▶ [Aim]:
Find the line that contains "Put a marker on every instance of the white dishwasher". Then set down that line and all the lines after it, to the end of the records, exactly and with nothing added.

▶ [Provided data]:
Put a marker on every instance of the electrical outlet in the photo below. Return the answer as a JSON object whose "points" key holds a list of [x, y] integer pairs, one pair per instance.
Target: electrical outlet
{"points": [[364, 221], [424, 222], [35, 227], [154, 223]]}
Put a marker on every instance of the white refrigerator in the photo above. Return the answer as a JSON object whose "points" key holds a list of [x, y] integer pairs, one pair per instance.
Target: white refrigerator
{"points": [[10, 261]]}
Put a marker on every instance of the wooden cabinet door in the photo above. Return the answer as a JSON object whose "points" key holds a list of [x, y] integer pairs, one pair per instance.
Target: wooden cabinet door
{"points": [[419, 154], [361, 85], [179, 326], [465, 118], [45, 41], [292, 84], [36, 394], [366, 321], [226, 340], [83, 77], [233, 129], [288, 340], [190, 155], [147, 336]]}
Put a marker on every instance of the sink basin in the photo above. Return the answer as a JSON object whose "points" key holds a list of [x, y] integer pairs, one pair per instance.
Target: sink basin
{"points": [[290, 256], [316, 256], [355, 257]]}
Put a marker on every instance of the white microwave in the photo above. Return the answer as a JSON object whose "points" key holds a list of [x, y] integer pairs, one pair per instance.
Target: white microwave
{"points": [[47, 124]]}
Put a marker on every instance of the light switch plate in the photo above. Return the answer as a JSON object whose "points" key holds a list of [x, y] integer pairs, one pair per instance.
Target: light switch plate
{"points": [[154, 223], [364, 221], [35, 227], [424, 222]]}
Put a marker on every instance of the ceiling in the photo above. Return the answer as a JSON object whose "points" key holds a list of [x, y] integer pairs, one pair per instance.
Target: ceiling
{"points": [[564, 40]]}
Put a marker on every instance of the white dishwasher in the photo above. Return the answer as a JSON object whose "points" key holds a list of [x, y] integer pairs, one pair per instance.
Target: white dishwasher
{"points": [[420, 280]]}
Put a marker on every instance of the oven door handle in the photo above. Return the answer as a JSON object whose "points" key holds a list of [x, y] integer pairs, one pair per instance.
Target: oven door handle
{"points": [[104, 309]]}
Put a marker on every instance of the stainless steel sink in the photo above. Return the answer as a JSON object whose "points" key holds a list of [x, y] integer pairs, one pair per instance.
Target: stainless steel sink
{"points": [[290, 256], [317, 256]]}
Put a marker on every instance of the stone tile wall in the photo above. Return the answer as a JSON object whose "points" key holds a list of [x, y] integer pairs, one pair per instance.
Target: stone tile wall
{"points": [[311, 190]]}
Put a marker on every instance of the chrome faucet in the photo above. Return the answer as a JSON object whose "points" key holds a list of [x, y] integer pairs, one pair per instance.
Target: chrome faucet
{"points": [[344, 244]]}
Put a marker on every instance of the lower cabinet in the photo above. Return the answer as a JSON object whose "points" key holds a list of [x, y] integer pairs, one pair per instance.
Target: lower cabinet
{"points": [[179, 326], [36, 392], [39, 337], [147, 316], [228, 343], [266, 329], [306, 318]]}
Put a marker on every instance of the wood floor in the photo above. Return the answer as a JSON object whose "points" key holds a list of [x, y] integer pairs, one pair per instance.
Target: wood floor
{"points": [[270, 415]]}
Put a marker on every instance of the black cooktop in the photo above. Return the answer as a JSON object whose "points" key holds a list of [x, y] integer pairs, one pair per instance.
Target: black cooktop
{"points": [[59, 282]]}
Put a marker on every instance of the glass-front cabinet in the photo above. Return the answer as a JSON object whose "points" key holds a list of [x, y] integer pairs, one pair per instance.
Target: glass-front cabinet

▶ [Answer to this task]:
Put a marker on every instance of the white dishwasher in the photo above. Return the answer as a JSON object whose "points" key holds a list of [x, y] integer pairs, one pair per instance.
Target: white dishwasher
{"points": [[420, 280]]}
Put a marker on every instance of the oven door handle in the photo above. Return the answer as a JSON object whose "points" key holds a list of [x, y] integer pairs, one pair per instance.
Target: oven door handle
{"points": [[104, 309]]}
Put a marker on every instance of the stainless steel sink in the photo above. Return the answer as a JSON object whose "points" key holds a list of [x, y] integer pairs, one pair per instance.
Target: stainless steel sink
{"points": [[290, 256], [317, 256]]}
Put a marker on every instance of the stone tile wall in the photo above. Return the answer as a JSON object whose "points" key holds a list of [x, y] integer pairs, one pair per instance.
Target: stone tile wall
{"points": [[311, 190]]}
Put a marker on every instance of the chrome faucet in the photo above. Return the answer as a JSON object whose "points" key holds a list of [x, y] integer pairs, one pair per instance.
Target: chrome faucet
{"points": [[344, 244]]}
Put a marker on every instance of the lower cabinet in the photo above. Return the answer as a JSON object whose "points" key holds a list of [x, y] integer pairs, one pair per instance.
Target: lower cabinet
{"points": [[179, 326], [36, 392], [39, 337], [147, 316], [228, 343], [266, 329], [306, 318]]}
Put a marker on every instance of the wood floor in the photo above. Return the answer as a JSON object whose "points" key holds a list of [x, y] integer pairs, one pair per instance.
Target: wood floor
{"points": [[270, 415]]}
Put a marker on every instance of the black cooktop in the photo above. Return the answer as a JSON object whose "points" key holds a list of [x, y] integer pairs, one pair per instance.
Target: black cooktop
{"points": [[59, 282]]}
Put a marker on every instance of the glass-front cabinet in the photo above. Return the answer as a JSON object whose "points" key holds a list of [x, y] integer pairs, one pair per instance.
Target: glass-front cabinet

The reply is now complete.